▸ **WRITTEN EXERCISE**
Give back only the lines from the one with "Return one point per instance of the asphalt" through the last line of the data, exactly as they appear.

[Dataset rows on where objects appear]
* * *
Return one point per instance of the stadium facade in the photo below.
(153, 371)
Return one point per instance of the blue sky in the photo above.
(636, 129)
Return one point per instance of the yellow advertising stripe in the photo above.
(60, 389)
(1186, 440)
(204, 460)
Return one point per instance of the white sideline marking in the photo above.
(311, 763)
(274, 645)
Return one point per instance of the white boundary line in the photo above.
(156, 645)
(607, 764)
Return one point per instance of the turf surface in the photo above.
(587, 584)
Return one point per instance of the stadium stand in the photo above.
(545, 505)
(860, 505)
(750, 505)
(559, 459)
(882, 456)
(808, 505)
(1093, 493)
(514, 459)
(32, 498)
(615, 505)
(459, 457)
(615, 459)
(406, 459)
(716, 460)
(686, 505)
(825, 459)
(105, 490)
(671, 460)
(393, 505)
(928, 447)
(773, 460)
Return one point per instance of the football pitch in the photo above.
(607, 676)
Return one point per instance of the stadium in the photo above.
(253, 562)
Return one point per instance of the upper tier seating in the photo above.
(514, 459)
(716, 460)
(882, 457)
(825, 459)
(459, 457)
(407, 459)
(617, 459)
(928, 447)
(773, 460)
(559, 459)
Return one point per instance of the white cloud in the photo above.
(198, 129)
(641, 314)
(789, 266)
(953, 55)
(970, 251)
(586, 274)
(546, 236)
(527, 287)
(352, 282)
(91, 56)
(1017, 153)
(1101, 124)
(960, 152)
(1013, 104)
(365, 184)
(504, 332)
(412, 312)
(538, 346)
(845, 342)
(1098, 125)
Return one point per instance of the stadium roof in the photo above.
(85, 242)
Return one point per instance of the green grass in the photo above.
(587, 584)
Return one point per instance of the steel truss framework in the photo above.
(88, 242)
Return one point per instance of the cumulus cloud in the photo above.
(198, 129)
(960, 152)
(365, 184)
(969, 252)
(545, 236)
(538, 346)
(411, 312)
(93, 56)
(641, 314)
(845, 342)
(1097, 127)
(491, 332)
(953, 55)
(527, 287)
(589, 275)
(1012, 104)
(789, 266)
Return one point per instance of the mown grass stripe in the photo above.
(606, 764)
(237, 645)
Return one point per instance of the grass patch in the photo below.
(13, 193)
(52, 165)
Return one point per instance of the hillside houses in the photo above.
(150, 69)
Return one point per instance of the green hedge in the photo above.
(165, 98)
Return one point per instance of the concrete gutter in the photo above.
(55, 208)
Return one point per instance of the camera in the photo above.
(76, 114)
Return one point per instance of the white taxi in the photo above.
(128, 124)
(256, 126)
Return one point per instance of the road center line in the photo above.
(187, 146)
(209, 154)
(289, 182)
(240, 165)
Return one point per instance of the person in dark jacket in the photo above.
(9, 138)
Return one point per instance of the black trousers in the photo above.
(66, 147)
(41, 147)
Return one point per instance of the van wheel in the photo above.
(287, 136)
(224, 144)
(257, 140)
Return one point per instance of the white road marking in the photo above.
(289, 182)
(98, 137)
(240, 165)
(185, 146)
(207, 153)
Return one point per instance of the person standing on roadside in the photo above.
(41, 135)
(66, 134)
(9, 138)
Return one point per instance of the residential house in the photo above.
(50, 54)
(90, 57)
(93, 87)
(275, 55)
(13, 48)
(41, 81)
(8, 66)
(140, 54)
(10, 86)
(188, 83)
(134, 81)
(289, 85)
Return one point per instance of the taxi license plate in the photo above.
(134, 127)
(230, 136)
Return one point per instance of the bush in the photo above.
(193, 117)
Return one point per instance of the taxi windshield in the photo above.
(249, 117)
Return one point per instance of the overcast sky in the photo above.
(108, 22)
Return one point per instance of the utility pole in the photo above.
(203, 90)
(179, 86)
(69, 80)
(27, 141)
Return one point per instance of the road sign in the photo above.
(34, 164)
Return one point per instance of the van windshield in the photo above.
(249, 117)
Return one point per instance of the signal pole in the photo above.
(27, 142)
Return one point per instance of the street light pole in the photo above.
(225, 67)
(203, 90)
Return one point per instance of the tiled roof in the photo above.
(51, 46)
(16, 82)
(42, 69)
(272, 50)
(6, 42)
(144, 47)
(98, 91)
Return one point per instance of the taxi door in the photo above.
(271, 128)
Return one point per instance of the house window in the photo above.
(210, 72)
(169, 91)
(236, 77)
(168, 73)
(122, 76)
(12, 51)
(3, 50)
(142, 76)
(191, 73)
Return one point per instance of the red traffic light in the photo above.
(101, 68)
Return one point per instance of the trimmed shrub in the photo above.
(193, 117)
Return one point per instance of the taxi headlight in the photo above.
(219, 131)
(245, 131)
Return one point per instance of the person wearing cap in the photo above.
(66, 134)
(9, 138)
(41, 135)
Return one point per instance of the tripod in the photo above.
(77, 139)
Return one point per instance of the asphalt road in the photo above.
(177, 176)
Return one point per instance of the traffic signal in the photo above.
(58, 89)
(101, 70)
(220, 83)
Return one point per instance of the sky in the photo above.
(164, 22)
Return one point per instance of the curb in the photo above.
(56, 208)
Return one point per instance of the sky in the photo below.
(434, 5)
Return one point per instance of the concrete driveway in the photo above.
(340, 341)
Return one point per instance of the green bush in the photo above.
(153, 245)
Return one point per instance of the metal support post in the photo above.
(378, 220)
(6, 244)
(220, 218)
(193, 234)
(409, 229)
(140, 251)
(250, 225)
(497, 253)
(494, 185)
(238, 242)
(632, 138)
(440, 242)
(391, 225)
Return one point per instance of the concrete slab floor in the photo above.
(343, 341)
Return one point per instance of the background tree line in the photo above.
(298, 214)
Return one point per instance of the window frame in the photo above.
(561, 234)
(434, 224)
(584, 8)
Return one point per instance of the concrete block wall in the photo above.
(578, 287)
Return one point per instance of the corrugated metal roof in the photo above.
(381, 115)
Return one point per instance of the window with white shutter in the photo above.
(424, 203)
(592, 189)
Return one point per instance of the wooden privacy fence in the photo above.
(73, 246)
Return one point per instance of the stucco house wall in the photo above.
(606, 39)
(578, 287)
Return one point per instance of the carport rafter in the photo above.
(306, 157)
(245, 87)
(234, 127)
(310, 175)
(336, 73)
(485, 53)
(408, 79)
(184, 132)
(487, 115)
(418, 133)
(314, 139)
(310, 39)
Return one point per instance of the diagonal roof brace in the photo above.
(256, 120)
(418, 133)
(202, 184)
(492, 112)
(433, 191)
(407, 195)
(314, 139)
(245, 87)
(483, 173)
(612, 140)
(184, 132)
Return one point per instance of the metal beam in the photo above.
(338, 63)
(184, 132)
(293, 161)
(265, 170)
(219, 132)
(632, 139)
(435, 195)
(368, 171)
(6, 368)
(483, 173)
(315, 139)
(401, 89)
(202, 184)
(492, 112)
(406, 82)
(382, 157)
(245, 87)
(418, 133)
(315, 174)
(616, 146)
* * *
▸ **THE SOLUTION**
Return one point per instance of the asphalt road in the photo above.
(177, 176)
Return one point per instance of the traffic signal in the photo above.
(58, 89)
(101, 70)
(220, 83)
Return one point per instance of the sky in the photo above.
(164, 22)
Return one point per instance of the curb in the photo above.
(56, 208)
Return one point per instance of the sky in the photo below.
(434, 5)
Return one point per instance of the concrete driveway in the photo above.
(340, 341)
Return one point per instance of the green bush in the photo above.
(153, 245)
Return one point per instance of the metal support post in the photo above.
(378, 220)
(6, 244)
(220, 218)
(193, 234)
(409, 229)
(140, 251)
(250, 225)
(497, 253)
(494, 185)
(238, 242)
(632, 138)
(440, 242)
(391, 225)
Return one point per instance of the concrete slab floor in the photo above.
(343, 341)
Return one point per instance of the background tree line in the photo above.
(298, 214)
Return one point per instance of the window frame in the photo above.
(561, 234)
(434, 224)
(584, 8)
Return one point per instance of the concrete block wall in the photo above.
(578, 287)
Return one point per instance of the corrugated metal roof in the photo above.
(381, 115)
Return one point per instance of the window with white shutter in the photo above.
(424, 203)
(592, 189)
Return one point per instance of the wooden privacy fence in the photo above.
(73, 246)
Return one point per instance of the stucco house wall in the photo above.
(606, 39)
(578, 287)
Return one point per instance of the carport rafter in the photo above.
(306, 157)
(245, 87)
(234, 127)
(310, 175)
(336, 73)
(485, 53)
(408, 79)
(184, 132)
(487, 115)
(418, 133)
(314, 139)
(310, 39)
Return one point per instance of the diagonal roof brace in the photo above.
(256, 120)
(418, 133)
(202, 184)
(492, 112)
(433, 191)
(407, 195)
(314, 139)
(245, 87)
(483, 173)
(612, 140)
(184, 132)
Return one point per instance of the metal beam in the photo above.
(338, 63)
(184, 132)
(293, 161)
(265, 170)
(219, 132)
(632, 139)
(435, 195)
(368, 171)
(6, 368)
(483, 173)
(315, 139)
(401, 89)
(202, 184)
(492, 112)
(406, 82)
(382, 157)
(245, 87)
(418, 133)
(315, 174)
(616, 146)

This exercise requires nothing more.